The request: Please show in full each line of the material below that contains the word "handle".
— start of Records —
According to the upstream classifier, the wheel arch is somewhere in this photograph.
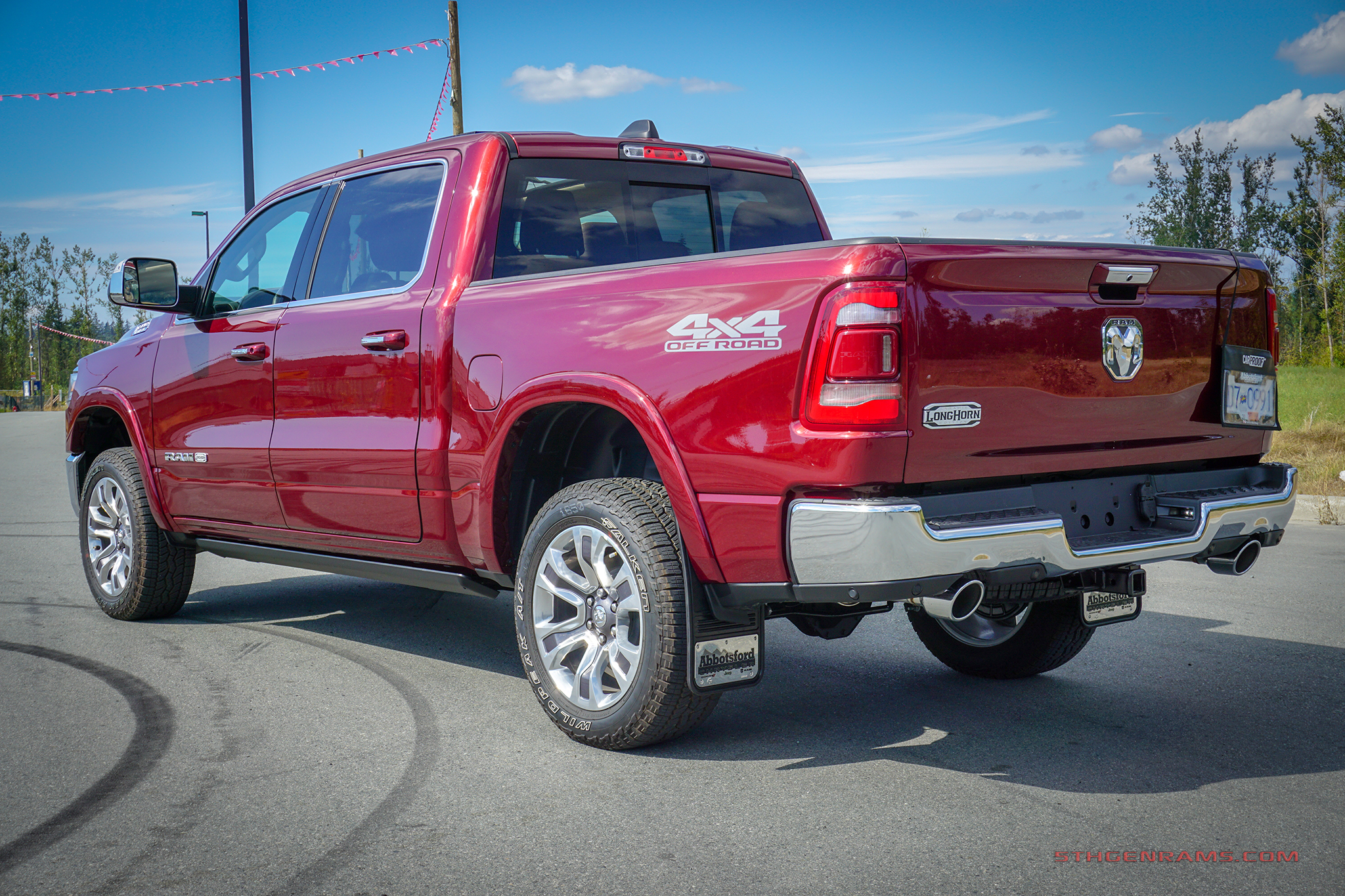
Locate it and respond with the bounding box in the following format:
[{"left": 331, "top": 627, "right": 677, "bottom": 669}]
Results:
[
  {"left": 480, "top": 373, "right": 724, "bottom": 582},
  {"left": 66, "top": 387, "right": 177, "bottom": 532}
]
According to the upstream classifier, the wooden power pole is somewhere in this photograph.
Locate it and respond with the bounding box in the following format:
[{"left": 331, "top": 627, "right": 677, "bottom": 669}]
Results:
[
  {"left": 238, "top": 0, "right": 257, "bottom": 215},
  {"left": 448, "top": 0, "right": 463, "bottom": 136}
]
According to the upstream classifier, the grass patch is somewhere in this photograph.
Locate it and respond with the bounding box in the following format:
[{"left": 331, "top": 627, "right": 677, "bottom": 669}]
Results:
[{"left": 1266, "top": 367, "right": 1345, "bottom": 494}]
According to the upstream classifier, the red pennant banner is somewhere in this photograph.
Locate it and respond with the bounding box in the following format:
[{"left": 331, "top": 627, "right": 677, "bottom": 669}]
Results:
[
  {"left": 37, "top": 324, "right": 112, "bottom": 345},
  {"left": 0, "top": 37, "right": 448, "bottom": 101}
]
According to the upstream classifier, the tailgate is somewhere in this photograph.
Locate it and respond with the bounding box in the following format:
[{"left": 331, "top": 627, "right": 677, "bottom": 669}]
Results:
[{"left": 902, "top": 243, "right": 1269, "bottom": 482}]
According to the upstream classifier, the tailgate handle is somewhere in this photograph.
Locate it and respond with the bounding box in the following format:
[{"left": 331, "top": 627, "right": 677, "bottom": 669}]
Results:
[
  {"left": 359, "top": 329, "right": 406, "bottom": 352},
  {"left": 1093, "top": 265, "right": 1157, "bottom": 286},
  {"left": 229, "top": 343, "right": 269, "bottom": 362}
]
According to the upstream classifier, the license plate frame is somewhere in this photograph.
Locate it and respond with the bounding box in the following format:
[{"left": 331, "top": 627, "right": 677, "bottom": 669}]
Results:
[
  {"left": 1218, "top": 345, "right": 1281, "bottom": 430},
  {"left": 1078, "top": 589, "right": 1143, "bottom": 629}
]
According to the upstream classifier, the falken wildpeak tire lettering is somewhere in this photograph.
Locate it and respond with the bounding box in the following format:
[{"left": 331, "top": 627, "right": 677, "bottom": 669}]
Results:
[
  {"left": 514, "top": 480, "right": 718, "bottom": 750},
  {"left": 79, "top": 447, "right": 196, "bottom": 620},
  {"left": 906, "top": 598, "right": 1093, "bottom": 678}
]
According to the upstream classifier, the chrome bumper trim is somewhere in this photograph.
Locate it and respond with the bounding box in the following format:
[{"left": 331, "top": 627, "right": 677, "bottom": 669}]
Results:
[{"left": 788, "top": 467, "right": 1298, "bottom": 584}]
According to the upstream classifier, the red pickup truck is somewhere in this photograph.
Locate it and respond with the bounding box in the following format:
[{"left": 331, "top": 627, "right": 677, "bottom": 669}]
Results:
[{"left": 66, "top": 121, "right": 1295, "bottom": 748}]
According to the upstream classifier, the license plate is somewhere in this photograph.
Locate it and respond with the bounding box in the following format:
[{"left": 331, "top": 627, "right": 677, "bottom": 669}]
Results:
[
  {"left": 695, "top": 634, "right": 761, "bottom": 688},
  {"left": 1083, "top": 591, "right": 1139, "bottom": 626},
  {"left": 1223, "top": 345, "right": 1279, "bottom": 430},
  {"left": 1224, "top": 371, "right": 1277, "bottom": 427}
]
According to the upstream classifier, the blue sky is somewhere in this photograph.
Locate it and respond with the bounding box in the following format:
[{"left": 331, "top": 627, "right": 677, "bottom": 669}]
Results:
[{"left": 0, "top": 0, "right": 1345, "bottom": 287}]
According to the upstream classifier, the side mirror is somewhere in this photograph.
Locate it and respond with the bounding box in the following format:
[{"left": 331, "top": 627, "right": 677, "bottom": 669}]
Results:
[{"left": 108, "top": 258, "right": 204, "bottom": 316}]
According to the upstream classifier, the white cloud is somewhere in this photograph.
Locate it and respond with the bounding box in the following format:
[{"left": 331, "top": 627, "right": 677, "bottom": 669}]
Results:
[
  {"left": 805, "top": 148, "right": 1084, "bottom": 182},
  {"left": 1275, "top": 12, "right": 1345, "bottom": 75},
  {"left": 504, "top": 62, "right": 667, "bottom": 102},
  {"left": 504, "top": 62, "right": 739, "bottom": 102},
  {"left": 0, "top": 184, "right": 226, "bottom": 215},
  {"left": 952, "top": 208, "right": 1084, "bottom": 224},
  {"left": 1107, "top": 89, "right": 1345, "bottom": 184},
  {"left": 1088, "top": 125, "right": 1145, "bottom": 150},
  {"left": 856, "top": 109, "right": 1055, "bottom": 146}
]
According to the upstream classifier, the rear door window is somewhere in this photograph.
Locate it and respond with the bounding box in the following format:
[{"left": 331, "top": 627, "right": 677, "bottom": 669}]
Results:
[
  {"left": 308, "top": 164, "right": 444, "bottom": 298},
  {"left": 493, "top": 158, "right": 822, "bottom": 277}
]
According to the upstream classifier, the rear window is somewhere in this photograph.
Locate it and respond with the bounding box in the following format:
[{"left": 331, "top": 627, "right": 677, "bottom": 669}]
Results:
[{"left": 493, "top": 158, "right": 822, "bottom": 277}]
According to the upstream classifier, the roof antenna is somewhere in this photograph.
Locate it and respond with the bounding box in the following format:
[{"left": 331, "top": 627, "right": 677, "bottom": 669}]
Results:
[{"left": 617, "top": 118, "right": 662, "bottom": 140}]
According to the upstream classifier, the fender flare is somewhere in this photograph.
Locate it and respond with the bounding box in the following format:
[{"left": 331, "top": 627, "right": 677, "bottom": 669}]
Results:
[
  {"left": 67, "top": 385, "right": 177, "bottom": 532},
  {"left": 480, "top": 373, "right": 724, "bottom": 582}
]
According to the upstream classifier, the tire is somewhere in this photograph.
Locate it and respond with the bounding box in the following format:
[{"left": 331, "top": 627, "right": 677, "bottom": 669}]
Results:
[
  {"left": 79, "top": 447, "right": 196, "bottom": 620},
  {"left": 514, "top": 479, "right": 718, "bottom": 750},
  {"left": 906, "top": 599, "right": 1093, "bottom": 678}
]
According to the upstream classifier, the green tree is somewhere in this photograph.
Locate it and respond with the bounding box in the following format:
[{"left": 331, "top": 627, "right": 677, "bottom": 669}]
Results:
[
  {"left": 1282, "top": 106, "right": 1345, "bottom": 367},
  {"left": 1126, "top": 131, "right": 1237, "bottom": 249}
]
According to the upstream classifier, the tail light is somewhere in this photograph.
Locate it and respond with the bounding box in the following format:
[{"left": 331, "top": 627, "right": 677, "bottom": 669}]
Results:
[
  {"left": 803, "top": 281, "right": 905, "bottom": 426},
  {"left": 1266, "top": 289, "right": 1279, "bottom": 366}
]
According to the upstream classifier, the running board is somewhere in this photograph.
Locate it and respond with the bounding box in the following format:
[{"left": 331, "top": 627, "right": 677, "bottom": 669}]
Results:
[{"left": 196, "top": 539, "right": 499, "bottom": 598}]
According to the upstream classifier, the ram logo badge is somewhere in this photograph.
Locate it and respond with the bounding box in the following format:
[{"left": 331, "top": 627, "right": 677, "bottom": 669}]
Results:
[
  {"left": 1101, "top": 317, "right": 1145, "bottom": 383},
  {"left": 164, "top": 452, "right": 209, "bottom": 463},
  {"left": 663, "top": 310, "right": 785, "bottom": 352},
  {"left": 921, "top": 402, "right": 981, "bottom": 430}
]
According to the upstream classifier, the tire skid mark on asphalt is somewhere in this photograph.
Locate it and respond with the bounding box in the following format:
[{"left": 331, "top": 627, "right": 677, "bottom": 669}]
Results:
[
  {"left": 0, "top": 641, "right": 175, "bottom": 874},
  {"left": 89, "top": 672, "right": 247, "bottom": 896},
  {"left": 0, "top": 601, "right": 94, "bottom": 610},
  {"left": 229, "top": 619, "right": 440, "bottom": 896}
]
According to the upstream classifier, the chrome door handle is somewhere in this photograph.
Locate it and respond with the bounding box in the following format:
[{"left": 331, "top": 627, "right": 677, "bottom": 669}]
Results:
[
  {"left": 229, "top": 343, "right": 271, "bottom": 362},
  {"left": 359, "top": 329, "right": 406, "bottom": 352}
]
— end of Records —
— start of Records —
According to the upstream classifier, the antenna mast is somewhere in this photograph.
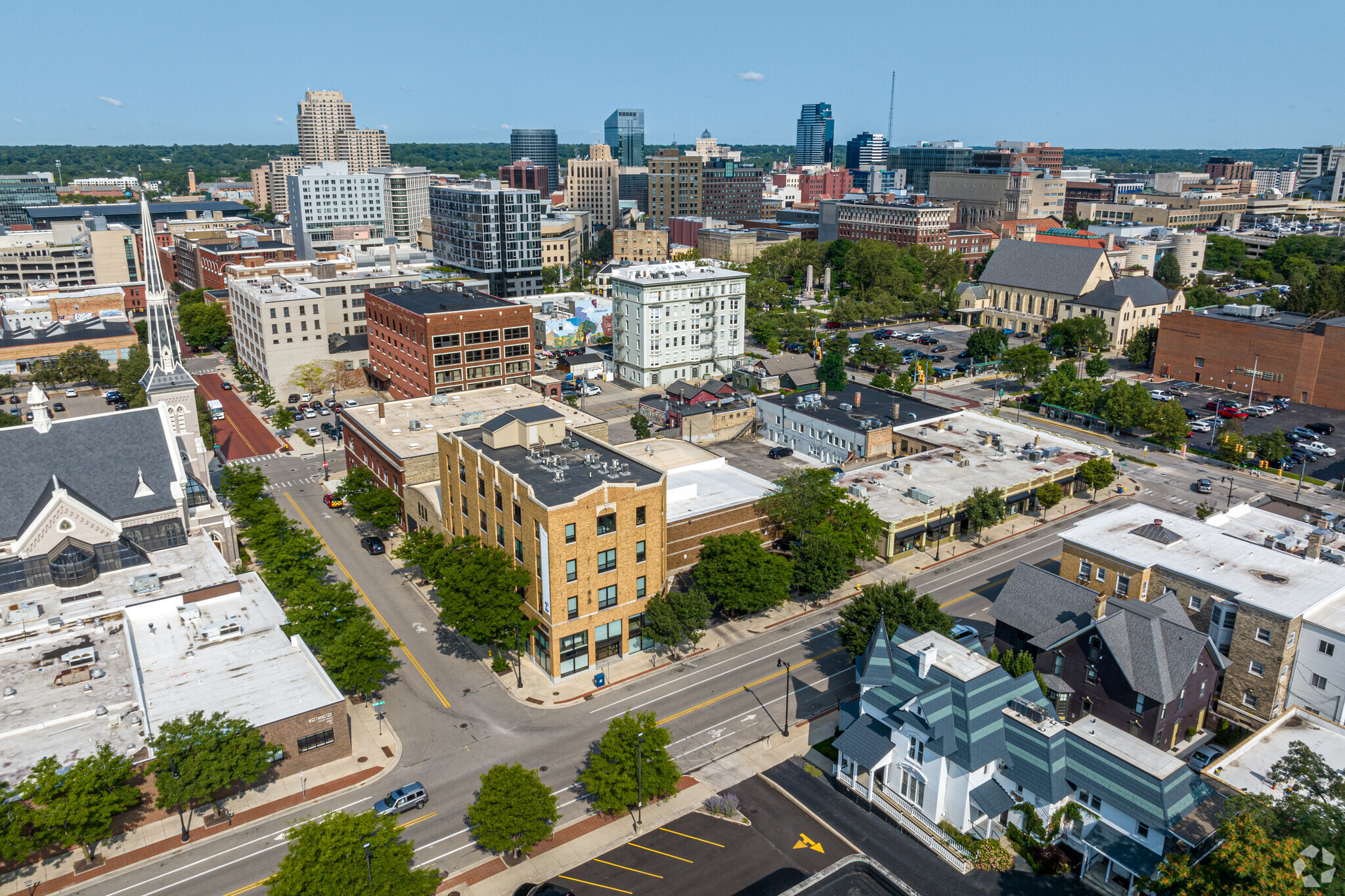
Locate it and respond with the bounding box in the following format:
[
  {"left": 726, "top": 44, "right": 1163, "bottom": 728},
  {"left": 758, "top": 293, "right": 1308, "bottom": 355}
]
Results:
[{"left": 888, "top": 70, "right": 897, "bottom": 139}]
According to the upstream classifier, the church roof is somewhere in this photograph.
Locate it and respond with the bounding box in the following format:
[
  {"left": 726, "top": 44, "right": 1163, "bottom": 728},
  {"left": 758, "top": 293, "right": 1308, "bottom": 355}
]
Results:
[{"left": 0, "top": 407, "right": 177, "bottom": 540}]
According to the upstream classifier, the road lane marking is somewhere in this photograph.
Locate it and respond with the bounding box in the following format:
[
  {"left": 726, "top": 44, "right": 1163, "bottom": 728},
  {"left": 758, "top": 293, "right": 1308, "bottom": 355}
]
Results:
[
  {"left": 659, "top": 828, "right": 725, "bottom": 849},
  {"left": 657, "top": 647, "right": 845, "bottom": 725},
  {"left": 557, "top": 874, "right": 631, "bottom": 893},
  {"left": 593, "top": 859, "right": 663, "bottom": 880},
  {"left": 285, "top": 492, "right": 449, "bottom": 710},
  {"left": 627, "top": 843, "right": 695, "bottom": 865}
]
— end of Records —
Answer in full:
According to the upstream classifier, the tailgate handle is somewhere in this photograph.
According to the upstream classifier, the chrome door handle is somewhere in this photograph.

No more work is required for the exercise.